CONSIGNE ÉNONCÉE 1 ▸ Reprenez le passage de l'extrait sur la loi 78 qui commence aux mots « 3) Les articles » et s'arrête après « campus tout l’été. », en remplaçant « pragmatique » par « pratique ».
CONSIGNE ÉNONCÉE 2 ▸ Résumez l'extrait sur la loi 78 en deux phrases.

1) Commençons par le commencement: je n’aime pas l’esprit de cette loi. J’ai tendance à être partisan du vivre et laisser vivre. Je n’aime pas les lois et les gouvernements qui limitent les libertés. J’aime les États ouverts et les sociétés tolérantes. Je n’aime pas la surveillance. Je n’aime pas la paranoïa. Je n’aime pas les uniformes. Je n’aime pas l’homogénéité, l’uniculturalisme ou le consensus. Je n’aime pas la police de la langue. Je n’aime pas la police morale ou culturelle. Je n’aime pas la police de la pensée ou de la bien-pensance. Je n’aime pas le désir de contrôle. La loi 78 est dure. Elle arrive dans le contexte d’une tension sociopolitique que le Québec n’a pas connue depuis des décennies. Et les gens qu’elle vise sont authentiquement heurtés par son intention et sa portée. Ce sont majoritairement (mais pas uniquement) des jeunes Québécois idéalistes. Je ne suis pas toujours d’accord avec eux, mais il est profondément triste qu’une partie de la jeunesse ait le sentiment d’être bafouée à ce point par son gouvernement. Personne — ni même ceux qui la trouvent inévitable et raisonnable dans les circonstances — ne devrait se réjouir de l’adoption d’une telle loi. Elle représente un échec: celui du gouvernement, sans doute, mais aussi du mouvement étudiant, des partis d’opposition et, peut-être, de la société québécoise au complet. Les cicatrices risquent d’être profondes et durables.

2) La loi 78 fait essentiellement quatre choses: elle suspend la session d’hiver jusqu’au mois d’août, elle empêche quiconque de bloquer ou de nuire aux cours, elle encadre le droit de manifester et elle oblige les syndicats et les associations étudiantes à prendre les moyens de faire respecter la loi.

3) Les articles 2 à 12 de la loi concernent la suspension de la session jusqu’en août. La crise n’est pas réglée sur le fond — peut-être ne le sera-t-elle jamais tant qu’il n’y aura pas eu d’élections. Et encore. On peut donc se désoler que la loi ne fasse que pelleter le problème en avant. Cela dit, depuis quelque temps, plusieurs étudiants en grève souhaitaient eux-mêmes que la session soit annulée ou suspendue, pour éviter que leurs plans d’été soient bousillés par des reprises de cours. La suspension ne règle rien et n’a rien d’élégant en principe, mais elle constitue peut-être un remède pragmatique à un conflit qui aurait fait encore plus de victimes s’il avait occupé les campus tout l’été.

Lignes extraites d'une collection
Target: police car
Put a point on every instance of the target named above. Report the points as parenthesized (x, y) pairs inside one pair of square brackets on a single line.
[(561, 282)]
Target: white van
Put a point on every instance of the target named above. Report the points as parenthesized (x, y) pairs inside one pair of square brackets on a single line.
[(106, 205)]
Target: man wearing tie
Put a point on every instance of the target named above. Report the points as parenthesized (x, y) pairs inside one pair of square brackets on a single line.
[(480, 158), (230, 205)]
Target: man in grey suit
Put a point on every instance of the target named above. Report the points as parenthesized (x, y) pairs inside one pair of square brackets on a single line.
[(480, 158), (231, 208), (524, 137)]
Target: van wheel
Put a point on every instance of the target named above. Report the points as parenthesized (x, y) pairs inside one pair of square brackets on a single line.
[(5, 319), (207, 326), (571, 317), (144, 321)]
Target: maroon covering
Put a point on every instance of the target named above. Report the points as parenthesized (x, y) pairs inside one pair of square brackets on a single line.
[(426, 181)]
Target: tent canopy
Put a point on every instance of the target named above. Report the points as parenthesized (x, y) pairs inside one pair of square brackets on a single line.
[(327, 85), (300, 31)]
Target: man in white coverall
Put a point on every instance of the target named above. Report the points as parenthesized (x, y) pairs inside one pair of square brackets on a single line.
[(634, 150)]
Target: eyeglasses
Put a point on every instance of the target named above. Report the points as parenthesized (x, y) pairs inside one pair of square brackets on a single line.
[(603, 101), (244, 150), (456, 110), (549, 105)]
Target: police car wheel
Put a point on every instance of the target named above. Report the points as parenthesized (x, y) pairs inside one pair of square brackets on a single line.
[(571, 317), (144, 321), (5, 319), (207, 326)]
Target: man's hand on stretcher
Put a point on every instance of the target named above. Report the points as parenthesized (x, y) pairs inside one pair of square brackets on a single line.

RÉPONSE COMPLÈTE 1 ▸
3) Les articles 2 à 12 de la loi concernent la suspension de la session jusqu’en août. La crise n’est pas réglée sur le fond — peut-être ne le sera-t-elle jamais tant qu’il n’y aura pas eu d’élections. Et encore. On peut donc se désoler que la loi ne fasse que pelleter le problème en avant. Cela dit, depuis quelque temps, plusieurs étudiants en grève souhaitaient eux-mêmes que la session soit annulée ou suspendue, pour éviter que leurs plans d’été soient bousillés par des reprises de cours. La suspension ne règle rien et n’a rien d’élégant en principe, mais elle constitue peut-être un remède pratique à un conflit qui aurait fait encore plus de victimes s’il avait occupé les campus tout l’été.

RÉPONSE COMPLÈTE 2 ▸ Le texte rejette l'esprit de la loi 78, jugée dure et présentée comme un échec du gouvernement, du mouvement étudiant, des partis d'opposition et peut-être de toute la société québécoise. Cette loi suspend la session d'hiver jusqu'en août, empêche de nuire aux cours, encadre le droit de manifester et oblige syndicats et associations étudiantes à la faire respecter, et la suspension, sans rien régler, constitue peut-être un remède pragmatique au conflit.